- Text to read:
This gift of the Spirit is not given to the Church for its own edification. It's not given so that we can have lively worship, it's not given so that we can feel ourselves to be filled with the power of God and I don't even think it's given to us for the purpose of assurance of our own salvation. It's a gift that is given to the Church for the benefit of others. As the saying goes, the Church is the one institution that exists for the benefit of those outside itself.

And the gift that God wants to bestow upon the whole world through us is – I believe – life in all its fullness: both physical and spiritual.

So one of the ways that I think we are called to be in our freedom with God is people who are ready to proclaim the Gospel in both word and deed. At the very least we want to be practiced in saying a few words about what it means to us to be a follower of Jesus. We don't have to impose on people and we don't have to try to convert them, but I think it's good to know the words we might use to speak about our own faith if the opportunity comes up.

- Required task 1: Copy out the passage on the gift of the Spirit in full, word for word.

- Task inputs:
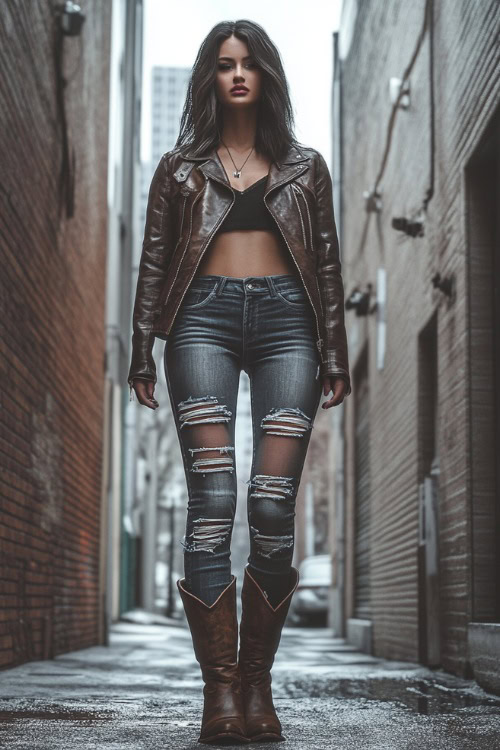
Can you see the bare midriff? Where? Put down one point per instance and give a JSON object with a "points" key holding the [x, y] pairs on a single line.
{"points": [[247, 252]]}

...

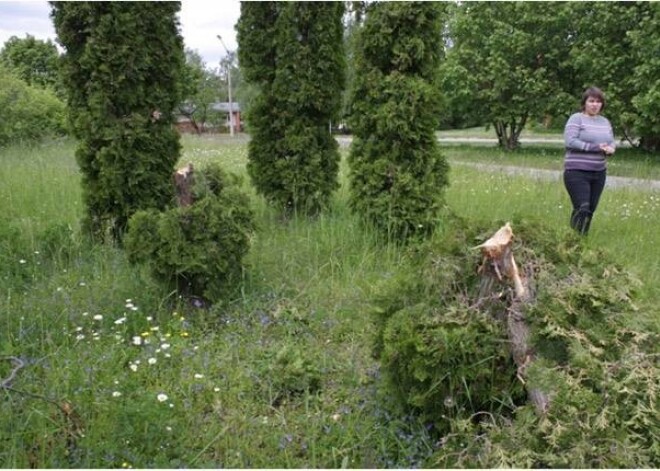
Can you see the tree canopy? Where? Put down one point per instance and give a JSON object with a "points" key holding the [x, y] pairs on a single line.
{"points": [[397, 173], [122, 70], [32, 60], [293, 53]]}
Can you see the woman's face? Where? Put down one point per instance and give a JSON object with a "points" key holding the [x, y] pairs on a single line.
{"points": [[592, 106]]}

- Required task 2: Please count the lines of the entries that contain the string "pairs", where case matters. Reply with the number only.

- Task response 1:
This gift of the Spirit is not given to the Church for its own edification. It's not given so that we can have lively worship, it's not given so that we can feel ourselves to be filled with the power of God and I don't even think it's given to us for the purpose of assurance of our own salvation. It's a gift that is given to the Church for the benefit of others. As the saying goes, the Church is the one institution that exists for the benefit of those outside itself.

And the gift that God wants to bestow upon the whole world through us is – I believe – life in all its fullness: both physical and spiritual.

So one of the ways that I think we are called to be in our freedom with God is people who are ready to proclaim the Gospel in both word and deed. At the very least we want to be practiced in saying a few words about what it means to us to be a follower of Jesus. We don't have to impose on people and we don't have to try to convert them, but I think it's good to know the words we might use to speak about our own faith if the opportunity comes up.

- Task response 2: 3